╭──
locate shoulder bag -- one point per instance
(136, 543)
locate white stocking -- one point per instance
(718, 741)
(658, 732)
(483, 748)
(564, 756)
╰──
**To be done**
Reproduce all of the records above verbatim, line for line.

**Right answer**
locate shoulder bag -- one point per instance
(136, 543)
locate white stocking -- one point per instance
(718, 741)
(658, 732)
(483, 748)
(564, 756)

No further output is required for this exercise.